What she was telling me echoes what I've been hearing and reading from a variety of sources about the power of imagination and vision to create and to change our realities (providing we loosen our energetic grip on limiting beliefs and paradigms). Even Einstein almost a century ago could see the power of the imagination to move and shift energy (and everything in the universe is composed of energy, all vibrating at differing frequencies) and to get us places that logic just can't manage.

As I was leaving, Susan shared with me some of her own experience that so often we get where we want to get not through struggle, blood, sweat, and tears (I know, I know--it's not what we grew up hearing) but rather by holding a clear, full vision of where we want to be, what we want to have accomplished, how we want to be in the world, trusting that in some corner of the universe it is already a reality, and by doing our best to stay "in the vortex" (her words for it), in the flow of energy, of the river of life, not resisting but "going with the flow". It doesn't mean that we remain passive and take no action at all, but that we take actions that are in some sense "effortless". What she was saying is closely related to the Taoist principle of "Wu Wei"--literally, without doing, without effort, sometimes expanded to "doing without doing."

So there I was, driving home again, minding my own business on the highway, when I noticed the license plate of a car that passed me. It said: WU WEI. Who am I to argue with that?

-- Given material --
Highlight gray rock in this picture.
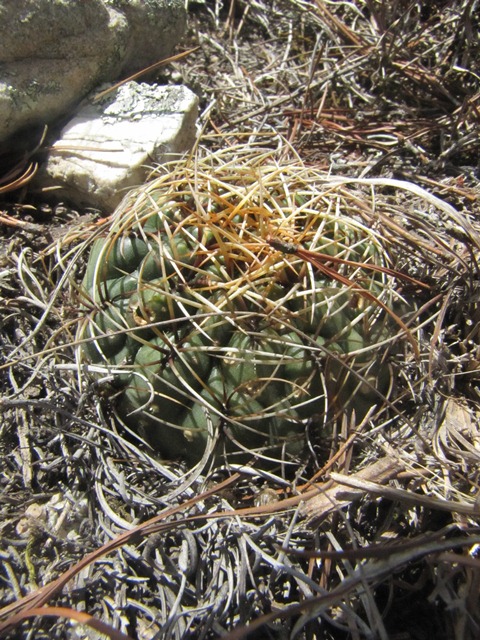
[0,0,186,141]
[36,82,198,212]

-- What you will do --
1 - In the passage on imagination and Wu Wei, what did the license plate of the car that passed on the highway say?
2 - Transcribe the passage on imagination and Wu Wei, starting with "What she was telling" and going on through "just can't manage.".

-- Solution list --
1 - WU WEI

2 -
What she was telling me echoes what I've been hearing and reading from a variety of sources about the power of imagination and vision to create and to change our realities (providing we loosen our energetic grip on limiting beliefs and paradigms). Even Einstein almost a century ago could see the power of the imagination to move and shift energy (and everything in the universe is composed of energy, all vibrating at differing frequencies) and to get us places that logic just can't manage.